**Exercises:**
1. According to the article on Russell Market, around what year was the market built?
2. Write the next part of the article on Russell Market, picking up after its final sentence.

**Exercise passage:**
Monday, June 28, 2004

CityScapes: Russel Market

‘Russell’ up a square deal at this market

Russell Market Square - with its fresh vegetables, fruits and meat stalls, kababs and Irani tea stalls, and the innumerable other shops around it - is quite a ‘happening place’.

As Bangalore turns into an international shopping bonanza - with brightly lit fancy malls, eyeball catching hoardings of international brands, plush food courts, coffee houses with 25 varieties of coffees, multiplexes and an atrium where bands perform - with footfalls over the weekends creating traffic jams on the roads leading to them - I wonder whatever will happen to Russell Market?

One of the oldest markets in Bangalore, Russell Market was built around 1927 and its clientele included English memsahibs who were driven in their horse drawn carriages to source their vegetables and meat for their kitchens. Even today, several restaurants in the City source their vegetables from Russell Market. I met a German restaurateur in Tiruvanamalai who said he drove down every weekend in his station wagon to Bangalore to buy vegetables for the week from Russell Market. He runs ‘Ushas’, a quaint vegetarian restaurant in Tiruvanamalai, that dishes up continental fare for its largely western clientele that comes to the neighbouring Ramana Ashram.

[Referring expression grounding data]
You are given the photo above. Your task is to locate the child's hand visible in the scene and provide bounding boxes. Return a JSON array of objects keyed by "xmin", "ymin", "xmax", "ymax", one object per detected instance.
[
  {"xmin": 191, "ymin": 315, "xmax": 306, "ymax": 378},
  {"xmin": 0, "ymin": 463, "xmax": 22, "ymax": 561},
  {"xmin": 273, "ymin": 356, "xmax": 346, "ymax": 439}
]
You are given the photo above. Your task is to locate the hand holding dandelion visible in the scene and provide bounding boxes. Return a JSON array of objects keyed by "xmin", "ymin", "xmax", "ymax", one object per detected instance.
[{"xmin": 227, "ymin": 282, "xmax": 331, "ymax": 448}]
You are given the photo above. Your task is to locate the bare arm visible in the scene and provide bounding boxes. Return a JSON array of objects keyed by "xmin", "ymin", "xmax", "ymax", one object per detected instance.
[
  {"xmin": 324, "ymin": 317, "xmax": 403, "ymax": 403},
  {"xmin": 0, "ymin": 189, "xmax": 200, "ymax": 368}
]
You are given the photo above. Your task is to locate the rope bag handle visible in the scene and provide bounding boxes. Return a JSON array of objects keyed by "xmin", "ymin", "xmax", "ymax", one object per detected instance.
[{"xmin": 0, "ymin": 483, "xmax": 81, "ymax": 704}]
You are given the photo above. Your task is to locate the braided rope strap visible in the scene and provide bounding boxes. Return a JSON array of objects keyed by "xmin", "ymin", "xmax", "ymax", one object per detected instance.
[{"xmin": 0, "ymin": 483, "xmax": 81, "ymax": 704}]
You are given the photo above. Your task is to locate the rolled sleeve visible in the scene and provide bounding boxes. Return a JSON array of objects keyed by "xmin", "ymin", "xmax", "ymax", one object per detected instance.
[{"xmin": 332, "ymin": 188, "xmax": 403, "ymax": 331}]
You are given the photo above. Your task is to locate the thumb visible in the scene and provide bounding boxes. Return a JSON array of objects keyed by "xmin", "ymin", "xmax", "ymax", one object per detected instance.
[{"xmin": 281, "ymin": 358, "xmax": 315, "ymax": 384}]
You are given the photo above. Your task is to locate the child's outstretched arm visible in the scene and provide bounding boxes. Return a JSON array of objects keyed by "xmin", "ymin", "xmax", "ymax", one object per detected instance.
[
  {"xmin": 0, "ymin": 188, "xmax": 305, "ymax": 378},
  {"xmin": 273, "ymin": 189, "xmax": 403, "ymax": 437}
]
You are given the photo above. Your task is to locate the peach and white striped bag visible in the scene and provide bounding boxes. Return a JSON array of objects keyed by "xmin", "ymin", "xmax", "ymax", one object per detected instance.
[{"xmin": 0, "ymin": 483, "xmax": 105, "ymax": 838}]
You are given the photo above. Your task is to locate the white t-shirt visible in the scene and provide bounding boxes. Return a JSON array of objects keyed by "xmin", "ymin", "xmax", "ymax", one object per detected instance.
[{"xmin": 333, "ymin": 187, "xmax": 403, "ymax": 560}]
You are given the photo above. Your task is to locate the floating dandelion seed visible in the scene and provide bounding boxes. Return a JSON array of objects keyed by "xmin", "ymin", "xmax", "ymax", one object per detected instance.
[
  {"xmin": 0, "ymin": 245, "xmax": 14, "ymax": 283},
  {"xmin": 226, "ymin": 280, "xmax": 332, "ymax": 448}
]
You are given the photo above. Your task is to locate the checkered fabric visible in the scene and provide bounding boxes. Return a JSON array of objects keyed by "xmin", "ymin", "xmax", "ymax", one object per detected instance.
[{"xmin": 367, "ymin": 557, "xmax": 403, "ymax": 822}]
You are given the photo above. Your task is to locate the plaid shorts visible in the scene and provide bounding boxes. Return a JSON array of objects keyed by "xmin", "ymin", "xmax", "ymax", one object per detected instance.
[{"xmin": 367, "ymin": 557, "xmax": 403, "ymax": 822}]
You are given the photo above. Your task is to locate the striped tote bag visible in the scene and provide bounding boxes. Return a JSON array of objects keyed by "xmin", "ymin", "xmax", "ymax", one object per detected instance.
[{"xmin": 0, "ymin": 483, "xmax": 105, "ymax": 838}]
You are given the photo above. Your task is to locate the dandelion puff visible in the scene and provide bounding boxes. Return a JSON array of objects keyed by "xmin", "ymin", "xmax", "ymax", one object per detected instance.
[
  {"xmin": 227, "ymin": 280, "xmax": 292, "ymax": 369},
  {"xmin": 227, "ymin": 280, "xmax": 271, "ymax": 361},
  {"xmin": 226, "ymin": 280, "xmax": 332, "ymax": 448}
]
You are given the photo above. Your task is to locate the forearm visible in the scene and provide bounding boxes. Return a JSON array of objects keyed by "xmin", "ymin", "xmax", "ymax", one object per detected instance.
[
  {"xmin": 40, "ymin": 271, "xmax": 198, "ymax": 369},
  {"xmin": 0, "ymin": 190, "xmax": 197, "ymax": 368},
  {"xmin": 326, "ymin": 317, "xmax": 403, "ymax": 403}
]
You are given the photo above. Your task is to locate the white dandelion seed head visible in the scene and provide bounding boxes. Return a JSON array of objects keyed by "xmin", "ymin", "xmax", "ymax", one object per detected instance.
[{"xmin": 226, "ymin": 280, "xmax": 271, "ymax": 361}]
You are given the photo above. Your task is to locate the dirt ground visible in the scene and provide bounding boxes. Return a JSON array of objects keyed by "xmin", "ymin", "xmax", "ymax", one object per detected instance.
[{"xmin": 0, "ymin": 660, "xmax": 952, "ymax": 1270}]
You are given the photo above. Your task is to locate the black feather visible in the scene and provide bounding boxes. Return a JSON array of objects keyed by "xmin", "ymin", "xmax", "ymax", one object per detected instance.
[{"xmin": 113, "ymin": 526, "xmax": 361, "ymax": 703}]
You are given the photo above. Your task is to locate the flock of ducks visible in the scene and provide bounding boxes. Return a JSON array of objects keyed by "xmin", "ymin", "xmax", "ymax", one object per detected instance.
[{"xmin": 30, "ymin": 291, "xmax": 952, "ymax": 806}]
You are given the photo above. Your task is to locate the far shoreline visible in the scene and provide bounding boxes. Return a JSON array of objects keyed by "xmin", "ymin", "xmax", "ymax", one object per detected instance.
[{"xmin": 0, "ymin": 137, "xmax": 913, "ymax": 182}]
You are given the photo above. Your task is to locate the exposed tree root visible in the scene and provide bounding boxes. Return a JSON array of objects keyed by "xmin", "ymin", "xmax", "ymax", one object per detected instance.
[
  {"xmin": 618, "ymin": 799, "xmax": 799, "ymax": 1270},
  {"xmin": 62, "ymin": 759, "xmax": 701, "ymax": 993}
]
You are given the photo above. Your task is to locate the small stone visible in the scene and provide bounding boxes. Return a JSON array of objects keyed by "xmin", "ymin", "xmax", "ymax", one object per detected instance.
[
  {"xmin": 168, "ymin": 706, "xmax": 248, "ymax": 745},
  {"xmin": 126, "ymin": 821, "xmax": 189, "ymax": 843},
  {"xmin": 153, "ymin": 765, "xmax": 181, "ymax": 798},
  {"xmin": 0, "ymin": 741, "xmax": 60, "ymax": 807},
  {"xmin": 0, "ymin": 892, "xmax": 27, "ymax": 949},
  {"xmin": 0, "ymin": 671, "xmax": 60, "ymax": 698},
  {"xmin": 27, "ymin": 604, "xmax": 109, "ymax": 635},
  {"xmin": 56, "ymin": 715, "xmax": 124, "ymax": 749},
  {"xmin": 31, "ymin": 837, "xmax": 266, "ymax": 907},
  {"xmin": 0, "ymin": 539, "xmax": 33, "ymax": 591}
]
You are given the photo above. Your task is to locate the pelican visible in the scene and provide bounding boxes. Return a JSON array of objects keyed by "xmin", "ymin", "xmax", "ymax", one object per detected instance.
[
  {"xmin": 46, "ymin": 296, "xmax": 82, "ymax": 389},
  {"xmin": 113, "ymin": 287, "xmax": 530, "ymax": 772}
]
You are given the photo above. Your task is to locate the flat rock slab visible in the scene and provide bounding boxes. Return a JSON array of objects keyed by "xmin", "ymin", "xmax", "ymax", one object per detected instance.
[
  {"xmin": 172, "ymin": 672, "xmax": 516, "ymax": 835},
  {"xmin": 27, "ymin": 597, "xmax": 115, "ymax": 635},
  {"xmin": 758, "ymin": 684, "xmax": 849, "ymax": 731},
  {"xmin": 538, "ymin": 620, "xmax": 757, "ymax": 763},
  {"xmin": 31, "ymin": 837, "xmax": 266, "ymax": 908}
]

**Answers by item number:**
1. Around 1927.

2.
Some of the rarest, exotic vegetables, fruits and flowers can be found in Russell Market. For example, red jalapenos, red cabbage, artichokes, celery, broccoli, water cress, avocados, kiwis, gladioli, tulips, exotic roses etc.

But the touch and feel of Russell Market is not limited to the market alone, which is in itself a tourist attraction with its beautiful architecture, but the whole Russell Market Square which has contributed to giving the area its old world look. Take for instance St Mary's Basilica - the church opposite the Square built in 1818, with its Parisian stained glass windows. But don’t ever attempt going to the Square during St Mary’s festival, when hordes of lilac clothed disciples throng the Basilica.
One of the other icons in the Russell Market Square is Adams, where steel, crockery, cutlery and plasticware are sold. The saying among old Bangaloreans is that if you are looking for something and don’t know where to look, you will find it at Adams. I once found a bathroom weighing scale there and on another visit an ironing table.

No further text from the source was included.